REGISTROS DE DADOS:
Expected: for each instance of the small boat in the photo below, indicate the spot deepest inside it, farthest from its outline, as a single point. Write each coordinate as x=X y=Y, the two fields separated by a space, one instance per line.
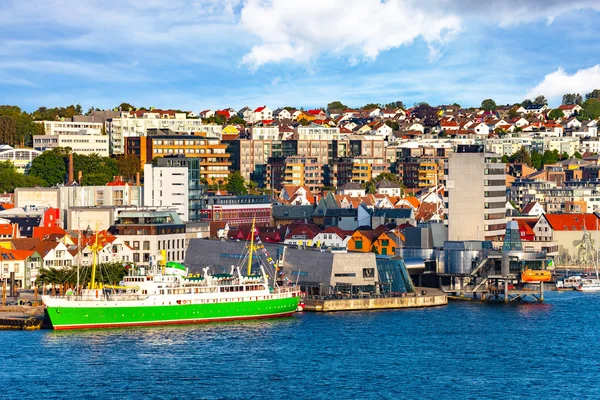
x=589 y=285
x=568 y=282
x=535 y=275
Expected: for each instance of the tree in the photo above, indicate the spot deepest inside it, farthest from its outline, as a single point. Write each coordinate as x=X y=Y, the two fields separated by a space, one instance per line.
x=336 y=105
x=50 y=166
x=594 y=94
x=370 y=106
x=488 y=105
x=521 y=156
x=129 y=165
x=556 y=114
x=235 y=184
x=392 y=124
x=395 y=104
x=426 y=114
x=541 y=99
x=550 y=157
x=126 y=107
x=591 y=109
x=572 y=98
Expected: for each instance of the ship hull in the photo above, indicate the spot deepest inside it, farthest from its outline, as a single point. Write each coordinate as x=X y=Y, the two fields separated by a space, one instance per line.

* * *

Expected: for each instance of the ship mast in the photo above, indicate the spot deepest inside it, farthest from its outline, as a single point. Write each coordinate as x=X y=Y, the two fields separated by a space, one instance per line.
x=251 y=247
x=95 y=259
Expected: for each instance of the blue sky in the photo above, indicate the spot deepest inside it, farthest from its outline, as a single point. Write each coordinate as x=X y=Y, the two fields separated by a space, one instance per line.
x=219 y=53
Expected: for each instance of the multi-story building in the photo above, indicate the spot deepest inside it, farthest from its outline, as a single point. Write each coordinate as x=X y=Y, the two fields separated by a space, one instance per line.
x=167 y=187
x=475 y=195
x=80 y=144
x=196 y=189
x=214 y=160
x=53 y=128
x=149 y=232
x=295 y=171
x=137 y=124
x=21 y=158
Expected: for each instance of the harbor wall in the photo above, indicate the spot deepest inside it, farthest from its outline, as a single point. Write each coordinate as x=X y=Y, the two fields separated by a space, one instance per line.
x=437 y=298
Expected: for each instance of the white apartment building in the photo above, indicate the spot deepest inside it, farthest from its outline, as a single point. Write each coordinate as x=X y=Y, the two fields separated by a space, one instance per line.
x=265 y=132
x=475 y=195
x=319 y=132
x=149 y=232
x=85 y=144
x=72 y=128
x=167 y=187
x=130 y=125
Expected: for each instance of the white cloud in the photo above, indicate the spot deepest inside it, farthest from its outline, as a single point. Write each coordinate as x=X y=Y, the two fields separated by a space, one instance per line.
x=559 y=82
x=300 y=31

INSTRUÇÕES DA TAREFA: Reproduza sem alterações o trecho do material acima que começa na linha que contém "Expected: for each instance of the harbor" e termina na linha que contém "x=130 y=125", incluindo essas duas linhas.

RESPOSTA DO EXERCÍCIO:
Expected: for each instance of the harbor wall in the photo above, indicate the spot deepest inside it, farthest from its outline, as a single point. Write each coordinate as x=X y=Y, the two fields separated by a space, one instance per line.
x=437 y=298
Expected: for each instance of the white apartment building in the photo above, indicate the spot deepest inside it, farthest from its outline, as a single point. Write each coordinate as x=X y=Y, the two fields separated by a space, one instance per line.
x=265 y=132
x=475 y=195
x=319 y=132
x=149 y=232
x=85 y=144
x=72 y=128
x=167 y=187
x=130 y=125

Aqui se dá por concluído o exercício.